(EXERCISE PROMPT) Show every line below that contains the word "positioned", matching case exactly.

···

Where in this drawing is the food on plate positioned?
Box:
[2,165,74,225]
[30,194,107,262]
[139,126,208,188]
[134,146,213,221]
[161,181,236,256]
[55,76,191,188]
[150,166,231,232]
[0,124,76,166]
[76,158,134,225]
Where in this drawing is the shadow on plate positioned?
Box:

···

(REPLY)
Where in this drawing is the food on plate positioned?
Where in this drawing is the shadow on plate positioned?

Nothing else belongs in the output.